- [Texte à lire]:
▽
Lettre ouverte d'un abonné au quotidien "Le Temps"
Madame, Monsieur,
J’ai lu que Le Temps organiserait le 22 janvier 2020 une conférence participative avec ses lecteurs pour les sensibiliser à la protection des données. Ils pourraient surtout apprendre comment savoir si des entreprises détiennent des données à leur sujet, et en obtenir une copie. Visiblement, cette conférence répond à un intérêt, si ce n’est un besoin, puisqu’elle affichait complet après quelques jours. Je salue cette initiative, évidemment, puisque je m’évertue depuis des années à ouvrir les yeux de mes contemporains sur ce monde où l’on cherche à tout prix, par n’importe quel moyen, à profiler, surveiller et espionner, en amassant autant de données que possible pour en faire Google sait quoi. Parce qu’on n’a pas le droit d’arrêter le progrès, même s’il piétine nos droits et libertés.
Votre article titrait ainsi “Reprenez le contrôle de vos données! «Le Temps» propose une expérience participative”. Parler de contrôle témoigne, je crois, d’un utopisme exagéré, mais je ne vous jette pas la pierre pour ce titre un brin racoleur. Après tout, en Suisse, il est de la responsabilité de chaque citoyen d’être précautionneux avec soi-même et les données qui se rattachent à sa personnalité, ses habitudes, ses gouts, son corps, sa santé, etc. Il en va du sacrosaint principe de la responsabilité individuelle. En matière de protection des données, cela signifie que, pour qu’il puisse être responsable comme on l’attend de lui, tout citoyen doit savoir déchiffrer des conditions générales absconses écrites en taille 8 sur six pages, et comprendre parfaitement les rouages du modèle algorithmique à la moulinette duquel ses données seront passées. Dans un monde globalisé de plus en plus complexe, on ne peut espérer de chaque citoyen qu’il soit à la fois juriste et ingénieur en informatique aguerris.
△
- [Objectif 1]:
Recopiez la lettre ouverte de "Lettre ouverte d'un" à "droits et libertés." en remplaçant "conférence" par "rencontre".

- [Données enregistrées]:
▽
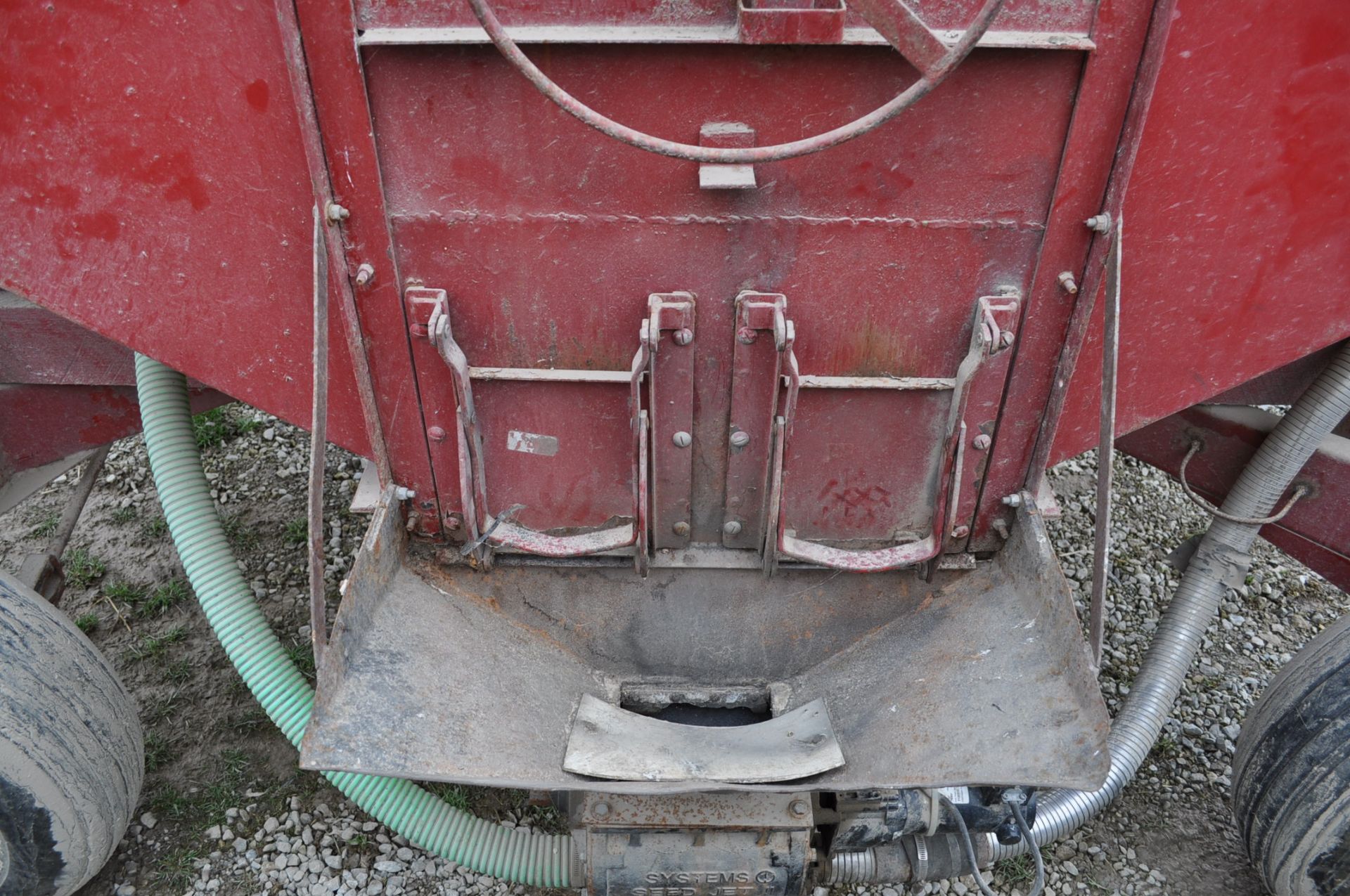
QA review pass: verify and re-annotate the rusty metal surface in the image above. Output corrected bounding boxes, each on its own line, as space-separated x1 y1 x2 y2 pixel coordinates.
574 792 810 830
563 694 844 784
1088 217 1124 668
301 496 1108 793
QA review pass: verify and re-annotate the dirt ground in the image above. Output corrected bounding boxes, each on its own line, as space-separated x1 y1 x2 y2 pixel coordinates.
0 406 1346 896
△
- [Objectif 2]:
Reproduisez fidèlement la liste, de son début jusqu'à la ligne contenant "301 496 1108 793" incluse, sans les images.

- [Solution rédigée 1]:
Lettre ouverte d'un abonné au quotidien "Le Temps"
Madame, Monsieur,
J’ai lu que Le Temps organiserait le 22 janvier 2020 une rencontre participative avec ses lecteurs pour les sensibiliser à la protection des données. Ils pourraient surtout apprendre comment savoir si des entreprises détiennent des données à leur sujet, et en obtenir une copie. Visiblement, cette rencontre répond à un intérêt, si ce n’est un besoin, puisqu’elle affichait complet après quelques jours. Je salue cette initiative, évidemment, puisque je m’évertue depuis des années à ouvrir les yeux de mes contemporains sur ce monde où l’on cherche à tout prix, par n’importe quel moyen, à profiler, surveiller et espionner, en amassant autant de données que possible pour en faire Google sait quoi. Parce qu’on n’a pas le droit d’arrêter le progrès, même s’il piétine nos droits et libertés.

- [Solution rédigée 2]:
QA review pass: verify and re-annotate the rusty metal surface in the image above. Output corrected bounding boxes, each on its own line, as space-separated x1 y1 x2 y2 pixel coordinates.
574 792 810 830
563 694 844 784
1088 217 1124 668
301 496 1108 793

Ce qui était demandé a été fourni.